> _TEKST DO PRZECZYTANIA_

□ □ □ □ □ □ □

Czytałem newsa na Onecie, który chyba był oparty właśnie na tym komunikacie. Rzeczywiście nie wygląda to zbyt dobrze.

A jeżeli zdąży wrócić, to nie wiadomo jak będzie jechał, w końcu to poważna kontuzja i prawie 2 miesięczna przerwa. I dalej twierdzę, że odrobienie strat z wyjazdu będzie pioruńsko trudne, wystarczy żeby u was pojechało 2 zawodników na dobrym poziomie, jeden dorzucił jeszcze kilka oczek, parę rezerw taktycznych i 40 punktów jest. No i Bydgoszcz jedzie bez żadnej presji, natomiast w Zielonej Górze nacisk na wynik jest ogromny.

Przed Falubazem piekielnie trudne zadanie. Myślę, że losy awansu rozstrzygną się w ostatnich biegach meczu. A więc wielkie emocje... Gdyby Falubaz nie awansował byłaby to wielka szkoda. Taka szansa raczej za szybko już się nie pojawi. A tu taki pech... Ale cóż, trzeba walczyć. Ta drużyna ma charakter i mam nadzieję, że udowodnią to po raz kolejny już w niedzielę. Jedno jest pewne - absolutnie wszystko musi zagrać i nikt nie może zawieźć. Niech moc będzie z nimi!!!

□ □ □ □ □ □ □

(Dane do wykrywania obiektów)
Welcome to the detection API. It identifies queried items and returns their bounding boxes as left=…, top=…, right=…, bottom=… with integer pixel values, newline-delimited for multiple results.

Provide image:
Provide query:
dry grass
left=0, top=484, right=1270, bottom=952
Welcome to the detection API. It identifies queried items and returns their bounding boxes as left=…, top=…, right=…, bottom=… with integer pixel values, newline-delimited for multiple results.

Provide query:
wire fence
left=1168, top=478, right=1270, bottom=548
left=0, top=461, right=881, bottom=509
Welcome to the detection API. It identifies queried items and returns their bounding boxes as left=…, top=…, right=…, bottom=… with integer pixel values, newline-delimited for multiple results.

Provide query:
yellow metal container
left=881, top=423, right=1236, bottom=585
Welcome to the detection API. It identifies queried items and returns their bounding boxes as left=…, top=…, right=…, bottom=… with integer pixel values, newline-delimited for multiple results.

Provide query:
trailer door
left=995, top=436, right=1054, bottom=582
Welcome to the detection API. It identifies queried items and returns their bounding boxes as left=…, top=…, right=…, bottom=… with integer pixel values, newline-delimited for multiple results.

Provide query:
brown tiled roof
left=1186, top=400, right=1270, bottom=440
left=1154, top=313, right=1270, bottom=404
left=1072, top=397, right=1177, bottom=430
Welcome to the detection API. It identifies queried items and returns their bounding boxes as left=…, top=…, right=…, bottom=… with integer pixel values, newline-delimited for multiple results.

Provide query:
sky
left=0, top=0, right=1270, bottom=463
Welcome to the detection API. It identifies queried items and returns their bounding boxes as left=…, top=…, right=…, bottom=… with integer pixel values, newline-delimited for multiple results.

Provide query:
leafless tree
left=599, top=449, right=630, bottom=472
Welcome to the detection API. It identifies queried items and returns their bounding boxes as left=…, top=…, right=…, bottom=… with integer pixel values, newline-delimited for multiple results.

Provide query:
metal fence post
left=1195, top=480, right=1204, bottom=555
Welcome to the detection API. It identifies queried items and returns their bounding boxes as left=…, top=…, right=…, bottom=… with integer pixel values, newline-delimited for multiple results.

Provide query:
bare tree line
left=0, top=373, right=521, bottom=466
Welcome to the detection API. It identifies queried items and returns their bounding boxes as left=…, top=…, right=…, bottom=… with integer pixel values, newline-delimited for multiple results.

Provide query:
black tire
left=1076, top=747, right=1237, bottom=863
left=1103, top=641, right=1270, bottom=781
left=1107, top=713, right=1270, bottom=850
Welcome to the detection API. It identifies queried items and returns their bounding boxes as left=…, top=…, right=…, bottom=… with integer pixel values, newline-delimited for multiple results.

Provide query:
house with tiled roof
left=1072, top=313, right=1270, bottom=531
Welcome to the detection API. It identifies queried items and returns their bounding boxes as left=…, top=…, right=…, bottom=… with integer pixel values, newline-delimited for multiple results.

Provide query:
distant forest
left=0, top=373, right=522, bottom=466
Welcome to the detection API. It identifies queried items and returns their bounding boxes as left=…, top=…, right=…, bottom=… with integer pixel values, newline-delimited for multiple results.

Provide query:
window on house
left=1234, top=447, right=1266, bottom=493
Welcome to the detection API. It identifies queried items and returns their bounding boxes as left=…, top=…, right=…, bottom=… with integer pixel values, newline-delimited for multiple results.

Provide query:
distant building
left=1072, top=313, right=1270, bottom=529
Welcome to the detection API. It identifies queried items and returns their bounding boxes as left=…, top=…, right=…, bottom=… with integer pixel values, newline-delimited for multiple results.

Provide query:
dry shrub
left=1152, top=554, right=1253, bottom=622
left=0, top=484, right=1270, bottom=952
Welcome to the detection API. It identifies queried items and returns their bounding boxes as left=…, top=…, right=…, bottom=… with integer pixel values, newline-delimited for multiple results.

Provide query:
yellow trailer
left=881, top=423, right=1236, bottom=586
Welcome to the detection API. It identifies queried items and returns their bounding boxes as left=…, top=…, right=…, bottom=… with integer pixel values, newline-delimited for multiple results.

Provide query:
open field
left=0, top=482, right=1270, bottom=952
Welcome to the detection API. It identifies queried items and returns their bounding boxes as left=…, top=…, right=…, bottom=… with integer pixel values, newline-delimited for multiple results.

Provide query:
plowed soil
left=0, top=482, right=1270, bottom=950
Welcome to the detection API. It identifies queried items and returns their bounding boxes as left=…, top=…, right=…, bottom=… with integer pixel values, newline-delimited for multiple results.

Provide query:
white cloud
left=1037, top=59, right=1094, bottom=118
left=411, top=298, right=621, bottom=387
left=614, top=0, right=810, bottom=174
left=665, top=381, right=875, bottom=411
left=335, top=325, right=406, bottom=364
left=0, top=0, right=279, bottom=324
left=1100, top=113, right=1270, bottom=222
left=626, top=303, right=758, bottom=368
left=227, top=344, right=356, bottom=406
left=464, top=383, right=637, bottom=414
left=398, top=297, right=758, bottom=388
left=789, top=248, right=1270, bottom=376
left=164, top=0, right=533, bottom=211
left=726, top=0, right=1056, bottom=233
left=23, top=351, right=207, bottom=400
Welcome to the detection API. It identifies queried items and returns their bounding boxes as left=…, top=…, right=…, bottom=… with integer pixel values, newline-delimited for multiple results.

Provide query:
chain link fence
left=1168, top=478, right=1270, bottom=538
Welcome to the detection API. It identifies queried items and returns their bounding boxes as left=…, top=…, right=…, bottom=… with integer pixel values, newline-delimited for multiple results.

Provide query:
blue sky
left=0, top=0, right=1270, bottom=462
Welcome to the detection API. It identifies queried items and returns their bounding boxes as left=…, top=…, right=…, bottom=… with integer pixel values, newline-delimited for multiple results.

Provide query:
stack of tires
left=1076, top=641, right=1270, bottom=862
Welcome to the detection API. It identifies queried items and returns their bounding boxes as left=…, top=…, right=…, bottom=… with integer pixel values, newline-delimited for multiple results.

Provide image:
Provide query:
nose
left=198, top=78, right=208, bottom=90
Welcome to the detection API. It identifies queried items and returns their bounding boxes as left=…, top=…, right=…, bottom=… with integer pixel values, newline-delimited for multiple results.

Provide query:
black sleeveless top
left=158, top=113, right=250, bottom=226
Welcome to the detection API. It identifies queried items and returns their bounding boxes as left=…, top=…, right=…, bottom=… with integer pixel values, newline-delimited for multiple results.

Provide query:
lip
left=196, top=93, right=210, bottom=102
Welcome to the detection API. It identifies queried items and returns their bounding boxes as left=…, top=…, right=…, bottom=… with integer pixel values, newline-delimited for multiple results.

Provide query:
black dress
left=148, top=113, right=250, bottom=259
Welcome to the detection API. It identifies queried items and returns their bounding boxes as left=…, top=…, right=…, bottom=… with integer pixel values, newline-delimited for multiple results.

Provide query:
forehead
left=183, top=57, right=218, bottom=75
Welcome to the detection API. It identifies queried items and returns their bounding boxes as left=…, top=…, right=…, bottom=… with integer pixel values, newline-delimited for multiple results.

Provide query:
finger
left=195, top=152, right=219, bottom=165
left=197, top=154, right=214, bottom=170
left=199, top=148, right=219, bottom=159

□ □ □ □ □ □ □

> _POLECENIE 1_
Sprawdź, czy te zdania zgadzają się z tekstem o meczu Falubazu: (a) wiadomość przeczytano na Onecie, (b) przerwa po kontuzji trwała ponad trzy miesiące, (c) w Zielonej Górze nacisk na wynik jest niewielki. Przy każdym odpowiedz tak albo nie i przytocz rozstrzygające słowa tekstu.
> _POLECENIE 2_
Przepisz fragment tekstu o meczu Falubazu od słów „A jeżeli zdąży” aż po słowa „wynik jest ogromny.”, wstawiając „Toruń” w miejsce „Bydgoszcz”.
> _POLECENIE 3_
Napisz dalszy ciąg tekstu o meczu Falubazu, zaczynając zaraz po jego ostatnim zdaniu.
Materiał nie będzie tu potrzebny.

> _POPRAWNA ODPOWIEDŹ 1_
(a) Tak: „Czytałem newsa na Onecie”.
(b) Nie: „prawie 2 miesięczna przerwa”.
(c) Nie: „w Zielonej Górze nacisk na wynik jest ogromny”.

> _POPRAWNA ODPOWIEDŹ 2_
A jeżeli zdąży wrócić, to nie wiadomo jak będzie jechał, w końcu to poważna kontuzja i prawie 2 miesięczna przerwa. I dalej twierdzę, że odrobienie strat z wyjazdu będzie pioruńsko trudne, wystarczy żeby u was pojechało 2 zawodników na dobrym poziomie, jeden dorzucił jeszcze kilka oczek, parę rezerw taktycznych i 40 punktów jest. No i Toruń jedzie bez żadnej presji, natomiast w Zielonej Górze nacisk na wynik jest ogromny.

> _POPRAWNA ODPOWIEDŹ 3_
Cóż mi pozostaje poza zgodzeniem się? :happy: Myślę, że ta presja może zrobić swoje, a dodatkowo brak Protasiewicza może podziałać nieco demotywująco na Falubaz. Choć z drugiej strony mogą chcieć pokazać, że i bez niego (lub dla niego) mogą wygrać. Na dwoje babka wróżyła. Ważne może być też jak pojedzie Jonson - w Bydgoszczy zdobył 8 punktów, co jak niego nie jest oszałamiającym wynikiem. Mam nadzieję, że nie trafił teraz na słabszy czas. Tak czy siak - jestem przekonany, że możemy liczyć na świetne widowisko.

Swoją drogą - derby w walce o złoto? To dopiero by było...

Czy nie jest tak źle to się okaże po sezonie.

To na pewno, ale wydaje mi się, że źle może być najwyżej u spadkowiczów lub drużyn, którym wyraźnie się nie powiodło. Dużo też będzie zależało od (re)negocjacji kontraktów gwiazdorskich. Ciekawe jakie perspektywy finansowe po sezonie będzie miała Polonia.

Niektórzy poszaleli wiosną z kontraktami i teraz jest płacz i dramat (Gdańsk). Swoją drogą szokujące wypowiedzi prezesa Polnego: "Jeżeli się utrzymamy, to myślę, że zawodnicy otrzymają wszystkie swe należności". Łaskę robi że im zapłaci? A problemy są też gdzie indziej.

Myślę, że raczej chodzi o to, że jeśli się utrzymają, to będą w stanie zebrać odpowiednią ilość pieniędzy. Jeśli się nie utrzymają, to mogą pewnie odpaść sponsorzy, a to zawsze spore zagrożenie dla płynności finansowej klubu.

Link do komentarza
Udostępnij na innych stronach

Polonia Bydgoszcz mnie w tym sezonie zadziwia. Ich celem było utrzymanie a tu jest duża szansa na finał. Choć mimo wszystko wydaje mi się że Falubaz u siebie odrobi straty, nawet przy braku Protasiewicza. To by było zbyt piękne gdyby Davidsson pojechał w rewanżu na podobnym poziomie.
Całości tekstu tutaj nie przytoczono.